## START

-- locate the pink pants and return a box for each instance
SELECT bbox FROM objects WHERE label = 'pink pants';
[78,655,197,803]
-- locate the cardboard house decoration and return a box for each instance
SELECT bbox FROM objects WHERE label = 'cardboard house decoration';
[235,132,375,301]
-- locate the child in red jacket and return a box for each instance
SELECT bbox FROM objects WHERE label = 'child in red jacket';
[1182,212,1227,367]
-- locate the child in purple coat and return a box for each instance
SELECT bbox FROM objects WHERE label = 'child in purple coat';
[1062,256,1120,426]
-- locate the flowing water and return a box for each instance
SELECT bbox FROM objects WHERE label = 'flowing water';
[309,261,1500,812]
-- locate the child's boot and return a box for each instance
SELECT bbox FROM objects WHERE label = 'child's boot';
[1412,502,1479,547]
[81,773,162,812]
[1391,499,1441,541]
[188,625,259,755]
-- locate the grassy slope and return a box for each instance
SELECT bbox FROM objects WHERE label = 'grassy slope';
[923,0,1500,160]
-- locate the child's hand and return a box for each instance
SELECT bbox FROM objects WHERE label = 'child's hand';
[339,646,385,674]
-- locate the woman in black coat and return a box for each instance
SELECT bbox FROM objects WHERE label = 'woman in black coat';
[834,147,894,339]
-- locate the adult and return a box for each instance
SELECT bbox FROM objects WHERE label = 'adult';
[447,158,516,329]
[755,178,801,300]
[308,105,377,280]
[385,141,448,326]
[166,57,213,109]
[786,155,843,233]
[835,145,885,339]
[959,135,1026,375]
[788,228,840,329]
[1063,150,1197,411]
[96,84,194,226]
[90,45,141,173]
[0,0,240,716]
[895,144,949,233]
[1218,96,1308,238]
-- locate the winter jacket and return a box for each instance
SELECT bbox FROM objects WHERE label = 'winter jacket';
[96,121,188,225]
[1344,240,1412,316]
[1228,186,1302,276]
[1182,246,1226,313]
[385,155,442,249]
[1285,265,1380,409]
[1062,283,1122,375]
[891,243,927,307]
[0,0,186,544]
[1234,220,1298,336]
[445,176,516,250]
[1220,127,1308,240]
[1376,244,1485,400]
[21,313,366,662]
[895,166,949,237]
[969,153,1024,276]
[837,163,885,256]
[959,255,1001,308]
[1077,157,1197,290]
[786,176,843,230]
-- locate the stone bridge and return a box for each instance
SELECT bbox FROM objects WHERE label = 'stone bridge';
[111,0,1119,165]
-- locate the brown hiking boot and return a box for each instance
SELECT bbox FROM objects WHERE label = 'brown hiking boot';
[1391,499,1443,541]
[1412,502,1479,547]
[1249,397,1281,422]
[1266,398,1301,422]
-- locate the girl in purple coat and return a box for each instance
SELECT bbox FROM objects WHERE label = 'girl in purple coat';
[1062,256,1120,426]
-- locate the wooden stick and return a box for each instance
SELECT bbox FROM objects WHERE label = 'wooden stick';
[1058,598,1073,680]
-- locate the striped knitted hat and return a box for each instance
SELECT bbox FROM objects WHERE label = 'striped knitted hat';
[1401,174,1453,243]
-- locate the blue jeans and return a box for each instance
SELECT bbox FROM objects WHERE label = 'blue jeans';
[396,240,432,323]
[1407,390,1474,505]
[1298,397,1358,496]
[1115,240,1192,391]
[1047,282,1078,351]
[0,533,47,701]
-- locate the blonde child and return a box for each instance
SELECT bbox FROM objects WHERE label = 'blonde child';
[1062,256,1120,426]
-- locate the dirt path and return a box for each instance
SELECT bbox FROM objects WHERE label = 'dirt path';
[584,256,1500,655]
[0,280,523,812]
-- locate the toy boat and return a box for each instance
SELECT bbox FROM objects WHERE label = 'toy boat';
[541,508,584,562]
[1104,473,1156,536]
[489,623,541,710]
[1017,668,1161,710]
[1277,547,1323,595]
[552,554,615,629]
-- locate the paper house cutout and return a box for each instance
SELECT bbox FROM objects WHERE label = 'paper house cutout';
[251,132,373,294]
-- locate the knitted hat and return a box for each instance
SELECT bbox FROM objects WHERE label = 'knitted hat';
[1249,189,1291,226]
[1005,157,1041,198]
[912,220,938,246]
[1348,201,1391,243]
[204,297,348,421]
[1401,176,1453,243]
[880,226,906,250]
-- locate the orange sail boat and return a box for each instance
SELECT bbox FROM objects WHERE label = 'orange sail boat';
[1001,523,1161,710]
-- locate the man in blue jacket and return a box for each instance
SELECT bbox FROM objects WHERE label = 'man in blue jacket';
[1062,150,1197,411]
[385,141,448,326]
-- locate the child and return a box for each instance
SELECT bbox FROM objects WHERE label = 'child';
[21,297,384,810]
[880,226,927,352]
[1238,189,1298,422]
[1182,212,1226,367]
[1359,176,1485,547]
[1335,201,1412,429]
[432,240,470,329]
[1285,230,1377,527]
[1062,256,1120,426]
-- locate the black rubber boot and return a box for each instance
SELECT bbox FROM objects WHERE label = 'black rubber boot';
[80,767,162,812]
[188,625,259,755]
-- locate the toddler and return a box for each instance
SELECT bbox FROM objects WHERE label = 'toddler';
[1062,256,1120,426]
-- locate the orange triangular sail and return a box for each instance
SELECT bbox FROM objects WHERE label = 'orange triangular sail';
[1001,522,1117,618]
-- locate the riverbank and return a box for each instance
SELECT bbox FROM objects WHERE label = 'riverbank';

## END

Copy the items above word for word, starting at the line that contains "-- locate the brown" and ending at the line that contains "[1401,174,1453,243]", both lines included.

-- locate the brown hiking boot and return a box for each instance
SELECT bbox FROM objects WHERE label = 'brown hiking boot';
[1391,499,1443,541]
[1412,502,1479,547]
[1249,397,1281,422]
[1266,398,1301,422]
-- locate the girl in purple coat and return a box for each instance
SELECT bbox FROM objects WHERE label = 'girl in purple coat';
[1062,256,1120,426]
-- locate the wooden stick and return a box for each instance
SELECT bbox FROM objects WHERE label = 'wooden stick';
[1058,598,1073,680]
-- locate the striped knitted hat and return a box for each instance
SELECT bbox FROM objects WHERE label = 'striped knitted hat';
[1401,174,1453,243]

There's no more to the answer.